# What the exercise asks:
Among the lines of the data, copy those that hold "shirt".

Region pointing data:
****

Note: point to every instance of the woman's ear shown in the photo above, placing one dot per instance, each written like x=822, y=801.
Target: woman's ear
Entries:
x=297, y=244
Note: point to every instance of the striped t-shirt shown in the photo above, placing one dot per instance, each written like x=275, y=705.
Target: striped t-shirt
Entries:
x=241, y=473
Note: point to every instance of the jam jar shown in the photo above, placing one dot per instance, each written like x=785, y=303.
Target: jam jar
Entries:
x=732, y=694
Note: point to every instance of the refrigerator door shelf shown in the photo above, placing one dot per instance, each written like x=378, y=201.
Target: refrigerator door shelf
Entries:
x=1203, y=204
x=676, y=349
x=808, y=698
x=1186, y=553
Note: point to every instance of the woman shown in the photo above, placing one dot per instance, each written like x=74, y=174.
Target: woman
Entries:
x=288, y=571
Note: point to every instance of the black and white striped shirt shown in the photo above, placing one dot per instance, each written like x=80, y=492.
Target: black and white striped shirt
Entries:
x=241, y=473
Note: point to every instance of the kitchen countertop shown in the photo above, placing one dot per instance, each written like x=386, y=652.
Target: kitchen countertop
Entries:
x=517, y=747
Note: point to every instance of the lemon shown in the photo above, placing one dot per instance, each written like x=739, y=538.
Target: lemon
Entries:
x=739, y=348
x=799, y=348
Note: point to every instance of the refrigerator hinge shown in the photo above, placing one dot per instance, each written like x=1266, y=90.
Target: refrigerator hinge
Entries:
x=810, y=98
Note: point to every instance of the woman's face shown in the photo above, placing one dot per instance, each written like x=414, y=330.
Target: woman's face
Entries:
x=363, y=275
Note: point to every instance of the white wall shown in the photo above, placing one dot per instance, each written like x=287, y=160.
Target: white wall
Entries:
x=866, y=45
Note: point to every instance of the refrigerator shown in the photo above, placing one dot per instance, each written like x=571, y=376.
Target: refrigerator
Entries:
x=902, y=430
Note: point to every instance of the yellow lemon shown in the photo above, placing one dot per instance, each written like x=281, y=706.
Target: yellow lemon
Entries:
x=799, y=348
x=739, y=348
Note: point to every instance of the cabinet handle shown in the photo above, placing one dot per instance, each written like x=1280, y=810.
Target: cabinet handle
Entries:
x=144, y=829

****

# Output of the task:
Note: point to every instance of the striped t-shirt shown in the photo above, placing one dot per instance, each written like x=275, y=705.
Target: striped t-shirt
Note: point to every instance of the black and white striped shirt shown in the photo above, placing one dot per instance, each written like x=80, y=492.
Target: black and white striped shirt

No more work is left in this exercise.